We define a new parameter in the VolumeSnapshotClass `type`.
The value of the parameter `type` can be `longhorn-snapshot` or `longhorn-backup`.
When `type` is `longhorn-snapshot` it means that the CSI VolumeSnapshot created with this VolumeSnapshotClass is associated with a Longhorn snapshot.
When `type` is `longhorn-backup` it means that the CSI VolumeSnapshot created with this VolumeSnapshotClass is associated with a Longhorn backup.
In [CreateSnapshot function](https://github.com/longhorn/longhorn-manager/blob/878cfb868c568396d6ebfa4ce096c5d95d9b31e3/csi/controller_server.go#L539), we get the
value of parameter `type`. If it is `longhorn-backup`, we take a Longhorn backup as before. If it is `longhorn-snapshot` we do:
* Get the name of the Longhorn volume
* Check if the volume is in attached state.
If it is not, return `codes.FailedPrecondition`.
We cannot take a snapshot of non-attached volume.
* Check if a Longhorn snapshot with the same name as the requested CSI snapshot already exists.
If yes, return OK without taking a new Longhorn snapshot.
* Take a new Longhorn snapshot. Encode the snapshotId in the format `snap://volume-name/snapshot-name`.
This snaphotId will be used in the later CSI CreateVolume and DeleteSnapshot call.
In [CreateVolume function](https://github.com/longhorn/longhorn-manager/blob/878cfb868c568396d6ebfa4ce096c5d95d9b31e3/csi/controller_server.go#L63):
* If the VolumeContentSource is a `VolumeContentSource_Snapshot` type, decode the snapshotId in the format from the above step.

— Supplied information —
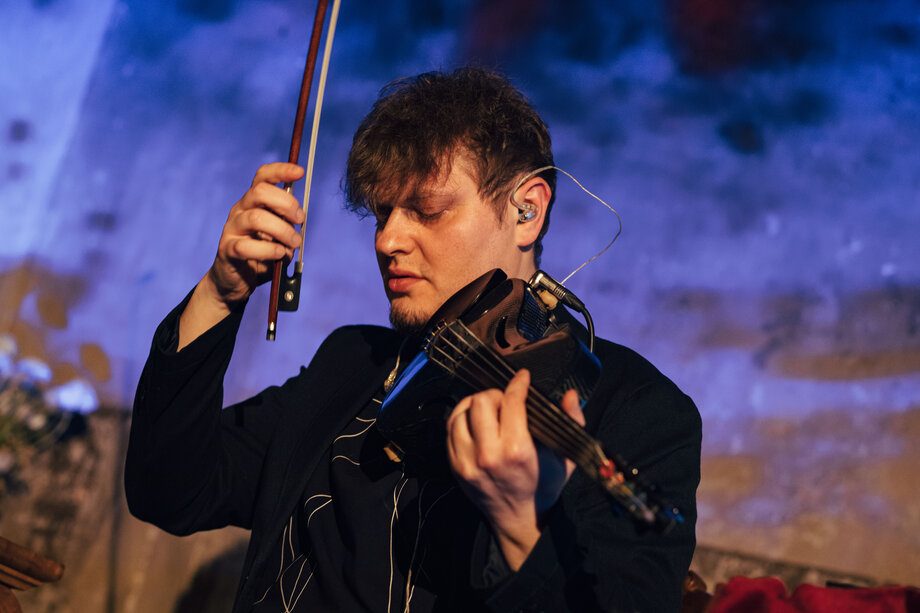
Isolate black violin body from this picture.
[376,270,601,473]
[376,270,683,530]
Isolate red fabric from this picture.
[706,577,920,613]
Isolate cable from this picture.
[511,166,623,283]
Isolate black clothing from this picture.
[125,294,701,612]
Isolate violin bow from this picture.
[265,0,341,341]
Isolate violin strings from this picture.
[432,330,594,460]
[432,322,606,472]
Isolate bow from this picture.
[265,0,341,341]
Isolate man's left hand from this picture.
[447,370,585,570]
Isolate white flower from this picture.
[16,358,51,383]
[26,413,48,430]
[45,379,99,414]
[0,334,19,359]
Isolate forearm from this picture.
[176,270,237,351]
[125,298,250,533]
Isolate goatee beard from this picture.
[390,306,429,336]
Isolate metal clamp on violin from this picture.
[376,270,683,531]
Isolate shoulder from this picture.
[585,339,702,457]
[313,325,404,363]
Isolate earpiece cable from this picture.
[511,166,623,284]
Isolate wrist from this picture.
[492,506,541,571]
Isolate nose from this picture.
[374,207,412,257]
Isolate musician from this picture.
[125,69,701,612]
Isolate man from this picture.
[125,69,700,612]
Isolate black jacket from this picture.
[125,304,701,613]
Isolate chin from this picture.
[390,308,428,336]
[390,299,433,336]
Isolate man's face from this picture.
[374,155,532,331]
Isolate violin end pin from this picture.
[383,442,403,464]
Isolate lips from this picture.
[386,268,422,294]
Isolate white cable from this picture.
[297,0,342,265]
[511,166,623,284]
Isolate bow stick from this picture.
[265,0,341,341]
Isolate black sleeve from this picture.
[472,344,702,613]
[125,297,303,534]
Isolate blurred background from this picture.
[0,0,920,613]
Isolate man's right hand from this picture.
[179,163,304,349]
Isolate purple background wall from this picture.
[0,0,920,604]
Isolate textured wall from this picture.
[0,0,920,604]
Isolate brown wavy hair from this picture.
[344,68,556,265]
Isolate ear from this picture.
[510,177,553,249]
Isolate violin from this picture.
--
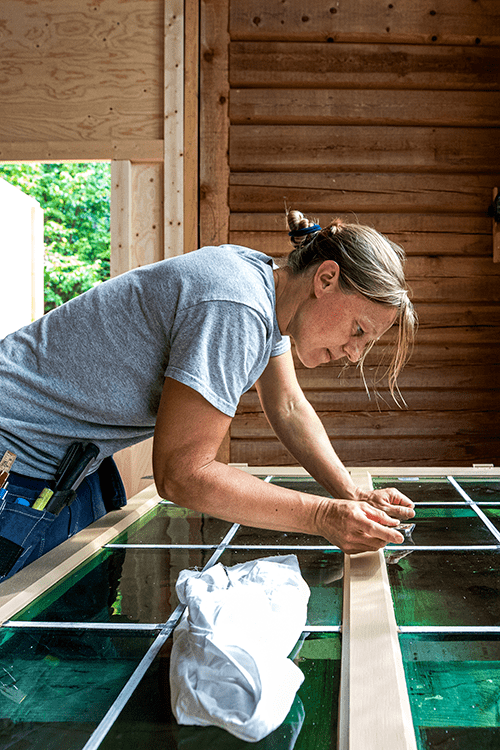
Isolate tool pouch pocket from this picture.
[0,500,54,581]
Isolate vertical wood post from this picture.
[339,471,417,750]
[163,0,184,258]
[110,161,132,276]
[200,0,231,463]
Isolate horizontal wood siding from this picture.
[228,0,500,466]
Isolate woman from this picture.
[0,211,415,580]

— To do —
Answer these questions on the text excerpt about Longhorn snapshots:
(a) What two values can the parameter `type` take?
(b) What does the CreateSnapshot function return if the volume is not in attached state?
(c) In what format is the snapshotId encoded?

— Reply to the exercise —
(a) `longhorn-snapshot` or `longhorn-backup`
(b) `codes.FailedPrecondition`
(c) `snap://volume-name/snapshot-name`